In the Magical Numbers article, what is the largest value the sum of digits can reach?

---------- Article

Magical Numbers

Let, magicalNumbers(x, y) = magical number between x and y(inclusive)

Then, magicalNumbers(A, B) = magicalNumbers(1, B) - magicalNumbers(1, A -1).

Let's solve the above two sub-problem magicalNumbers(1, X) individually, 

The idea is to use digit - dp.

• We will form a sequence of numbers that is less than equal to ‘X’.
• Use an extra variable ‘isSmall’ to keep track of whether the number formed till now is smaller than ‘X’ or not.
• If the sequence of numbers has become small then we can put the next digit till 9.
• Otherwise, the limit of the next digit will be till digit in number ‘X’ at that position.
• Keep the track of sum and remainder after attaching the new digit.
• The number of digits in ‘A‘ and ‘B’ can maximum go till 11. So the sum of digits can maximum go till 11 * 9 = 99. So we will precalculate whether ‘sum’ is prime or not using a sieve.
• The maximum remainder can go till K - 1.
• To avoid repetition of subproblems we can use memoization.

Algorithm :

Consider the global array isPrime [130 ], if ‘i’ is prime then isPrime[ i ] = 1 else 0 and 4D array for memoization ‘dp[13][130][1005][3]’.

• Let ‘A’, ’B’, and ‘K’ be the given numbers.
• Initialize the ‘isPrime’ array with the ‘1’ call function ‘sieve’.
• Declare ‘countNumber(X, K)’ function to get the magic number from 1 to ‘X.’
• Call function countNumbers(B, K) and store the return value in ‘ans1’.
• Call function countNumbers(A-1, K) and store the return value in ‘ans2.
• Return ans1 - ans2.

Description of countNumbers(num, K) function:

• Take an array ‘vec’, to store all the digits of num.
• Run loop while num is not equal to zero
  • Push back (‘num’ % 10) in ‘vec’
• Reverse the ‘vec’ array
• Initialize ‘dp’ with -1.
• Call helper(vec, 0, 0, 0, K, 0) function and store the return value in ‘ans’.
• Return ‘ans’.

Description of helper(vec, idx, sum, rem, K, isSmall):

The ‘helper’ function returns the number of magical numbers which are less than or equal to the sequence of numbers in the ‘vec’ array. It takes four-parameter (‘vec’, current index, the sum of digits till current index, the remainder of a sequence of the number formed till current index, ‘K’,  ‘isSmall’ variable if it is 1, means current sequence of numbers are smaller than the given sequence in ‘vec’ else equal.  

• If ‘vec’ size is equal to ‘idx’
  • If isPrime[sum] is equal to 1 and rem is equal to 0.
    • Return 1
  • Else
    • return 0
• If dp[idx][sum][rem][isSmall] is not equal to -1
  • Return dp[idx][sum][rem][isSmall]
• Take a variable ‘limit’, that store the limit of current index
  • If isSmall is 1
    • ‘limit’ is equal to 9.
  • Else
    • ‘limit’ is equal to vec[idx]
• Take a variable ‘ans’ initialize it to zero.
• Run a loop from 0 to equal to ‘limit’
  • If isSmall is 0 and counter ‘i’ is equal to limit
    • Do recursive call on helper(vec, idx +1, sum + i, (rem * 10 + ‘i’ ) % ‘K’, ‘ K’, ‘isSmall’) function and add the return value to ‘ans’
  • Else
    • Do recursive call on helper(vec, idx +1, sum + i, (rem * 10 + ‘i’ ) % ‘K’, ‘ K’, 0) function and add the return value to ‘ans’
• Update dp[idx][sum][rem][isSmall] = ‘ans’
• Return ‘ans’.

--------------------
---------- Stored records

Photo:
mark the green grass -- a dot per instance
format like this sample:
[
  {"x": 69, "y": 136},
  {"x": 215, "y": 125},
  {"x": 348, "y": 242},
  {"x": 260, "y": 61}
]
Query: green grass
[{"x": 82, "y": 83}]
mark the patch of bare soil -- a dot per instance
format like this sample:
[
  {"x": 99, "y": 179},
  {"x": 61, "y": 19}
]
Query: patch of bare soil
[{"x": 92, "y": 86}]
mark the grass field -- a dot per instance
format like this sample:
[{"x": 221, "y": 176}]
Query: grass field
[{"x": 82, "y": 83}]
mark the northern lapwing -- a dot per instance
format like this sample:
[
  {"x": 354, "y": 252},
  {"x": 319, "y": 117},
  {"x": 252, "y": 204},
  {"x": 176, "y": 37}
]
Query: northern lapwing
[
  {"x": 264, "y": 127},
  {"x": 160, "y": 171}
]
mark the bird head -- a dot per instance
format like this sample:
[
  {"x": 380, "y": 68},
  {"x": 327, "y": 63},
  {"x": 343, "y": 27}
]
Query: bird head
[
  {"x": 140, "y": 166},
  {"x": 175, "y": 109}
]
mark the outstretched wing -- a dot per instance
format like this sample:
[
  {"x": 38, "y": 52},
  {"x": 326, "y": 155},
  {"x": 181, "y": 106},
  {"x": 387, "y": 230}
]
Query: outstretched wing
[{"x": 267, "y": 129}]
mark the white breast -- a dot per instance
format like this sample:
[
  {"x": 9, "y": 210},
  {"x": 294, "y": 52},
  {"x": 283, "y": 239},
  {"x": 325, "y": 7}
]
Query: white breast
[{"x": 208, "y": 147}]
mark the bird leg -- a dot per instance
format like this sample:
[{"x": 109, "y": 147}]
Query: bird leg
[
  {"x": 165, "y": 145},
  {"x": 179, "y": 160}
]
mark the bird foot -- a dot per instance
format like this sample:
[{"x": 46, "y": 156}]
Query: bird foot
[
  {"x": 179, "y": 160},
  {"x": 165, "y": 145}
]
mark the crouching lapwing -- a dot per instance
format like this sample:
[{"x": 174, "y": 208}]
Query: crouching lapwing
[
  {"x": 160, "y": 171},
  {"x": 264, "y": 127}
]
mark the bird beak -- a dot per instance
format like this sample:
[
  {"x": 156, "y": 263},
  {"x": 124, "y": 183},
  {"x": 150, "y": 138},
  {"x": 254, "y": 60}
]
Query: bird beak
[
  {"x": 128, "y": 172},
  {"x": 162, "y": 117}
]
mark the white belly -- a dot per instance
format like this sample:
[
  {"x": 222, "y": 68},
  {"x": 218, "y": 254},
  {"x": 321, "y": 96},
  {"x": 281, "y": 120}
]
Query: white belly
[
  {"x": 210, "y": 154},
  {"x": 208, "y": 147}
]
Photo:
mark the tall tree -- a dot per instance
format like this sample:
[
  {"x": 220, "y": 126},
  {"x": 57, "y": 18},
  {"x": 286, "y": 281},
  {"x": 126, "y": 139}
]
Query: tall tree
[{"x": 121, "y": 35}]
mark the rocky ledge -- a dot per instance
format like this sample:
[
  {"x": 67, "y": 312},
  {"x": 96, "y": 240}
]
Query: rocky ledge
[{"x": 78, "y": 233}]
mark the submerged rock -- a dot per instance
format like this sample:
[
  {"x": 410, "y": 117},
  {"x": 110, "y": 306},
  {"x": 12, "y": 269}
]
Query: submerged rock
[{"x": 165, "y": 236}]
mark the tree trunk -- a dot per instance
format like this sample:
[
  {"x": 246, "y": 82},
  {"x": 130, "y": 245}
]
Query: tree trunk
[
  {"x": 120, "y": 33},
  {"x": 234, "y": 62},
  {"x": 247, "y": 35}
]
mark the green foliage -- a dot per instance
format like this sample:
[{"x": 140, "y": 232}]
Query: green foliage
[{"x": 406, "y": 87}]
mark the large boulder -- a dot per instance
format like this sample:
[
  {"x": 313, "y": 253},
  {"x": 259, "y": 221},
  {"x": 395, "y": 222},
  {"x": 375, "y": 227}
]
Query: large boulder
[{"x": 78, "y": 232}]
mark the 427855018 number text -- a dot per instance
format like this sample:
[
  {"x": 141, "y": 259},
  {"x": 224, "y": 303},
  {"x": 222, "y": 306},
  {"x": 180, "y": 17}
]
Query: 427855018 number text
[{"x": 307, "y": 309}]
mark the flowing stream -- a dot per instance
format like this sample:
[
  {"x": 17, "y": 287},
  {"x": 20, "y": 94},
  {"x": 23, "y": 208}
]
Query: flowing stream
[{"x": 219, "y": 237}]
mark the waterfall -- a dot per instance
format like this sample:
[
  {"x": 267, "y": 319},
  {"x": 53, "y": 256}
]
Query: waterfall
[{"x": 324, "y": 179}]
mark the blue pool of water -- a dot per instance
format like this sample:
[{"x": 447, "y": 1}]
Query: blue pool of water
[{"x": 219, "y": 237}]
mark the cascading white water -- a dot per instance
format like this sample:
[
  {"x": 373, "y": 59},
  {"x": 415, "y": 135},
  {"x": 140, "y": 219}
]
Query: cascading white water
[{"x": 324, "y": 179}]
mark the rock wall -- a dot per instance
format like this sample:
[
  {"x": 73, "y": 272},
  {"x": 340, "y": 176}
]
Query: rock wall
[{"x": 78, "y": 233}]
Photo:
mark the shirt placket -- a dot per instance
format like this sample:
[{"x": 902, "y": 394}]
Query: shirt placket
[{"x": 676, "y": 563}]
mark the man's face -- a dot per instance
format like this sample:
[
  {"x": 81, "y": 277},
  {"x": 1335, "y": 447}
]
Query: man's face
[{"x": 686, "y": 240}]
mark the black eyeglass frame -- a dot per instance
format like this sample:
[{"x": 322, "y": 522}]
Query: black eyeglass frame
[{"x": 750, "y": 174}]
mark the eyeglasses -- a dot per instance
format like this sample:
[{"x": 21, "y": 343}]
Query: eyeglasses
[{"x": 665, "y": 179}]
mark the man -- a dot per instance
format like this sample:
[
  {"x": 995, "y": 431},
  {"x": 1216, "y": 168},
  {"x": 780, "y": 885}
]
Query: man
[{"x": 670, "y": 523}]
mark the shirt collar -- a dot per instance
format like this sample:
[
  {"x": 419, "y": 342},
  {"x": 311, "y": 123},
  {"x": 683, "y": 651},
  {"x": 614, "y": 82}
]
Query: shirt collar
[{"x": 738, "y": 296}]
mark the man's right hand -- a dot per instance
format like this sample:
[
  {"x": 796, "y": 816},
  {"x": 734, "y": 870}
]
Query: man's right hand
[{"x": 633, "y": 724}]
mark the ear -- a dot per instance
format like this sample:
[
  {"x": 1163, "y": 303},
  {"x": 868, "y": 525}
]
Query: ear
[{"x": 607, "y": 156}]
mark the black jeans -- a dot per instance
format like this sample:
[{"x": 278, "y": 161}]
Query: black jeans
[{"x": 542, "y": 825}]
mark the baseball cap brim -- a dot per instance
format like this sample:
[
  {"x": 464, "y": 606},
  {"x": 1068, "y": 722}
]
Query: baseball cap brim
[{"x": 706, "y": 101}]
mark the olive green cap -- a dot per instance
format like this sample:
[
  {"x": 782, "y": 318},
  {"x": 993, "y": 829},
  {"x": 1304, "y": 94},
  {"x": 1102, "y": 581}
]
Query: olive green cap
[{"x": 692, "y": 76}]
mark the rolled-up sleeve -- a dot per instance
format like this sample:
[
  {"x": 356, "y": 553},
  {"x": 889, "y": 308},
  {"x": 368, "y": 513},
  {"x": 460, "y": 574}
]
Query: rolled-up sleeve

--------------------

Solution to the exercise → 99, since the numbers have at most 11 digits and 11 * 9 = 99.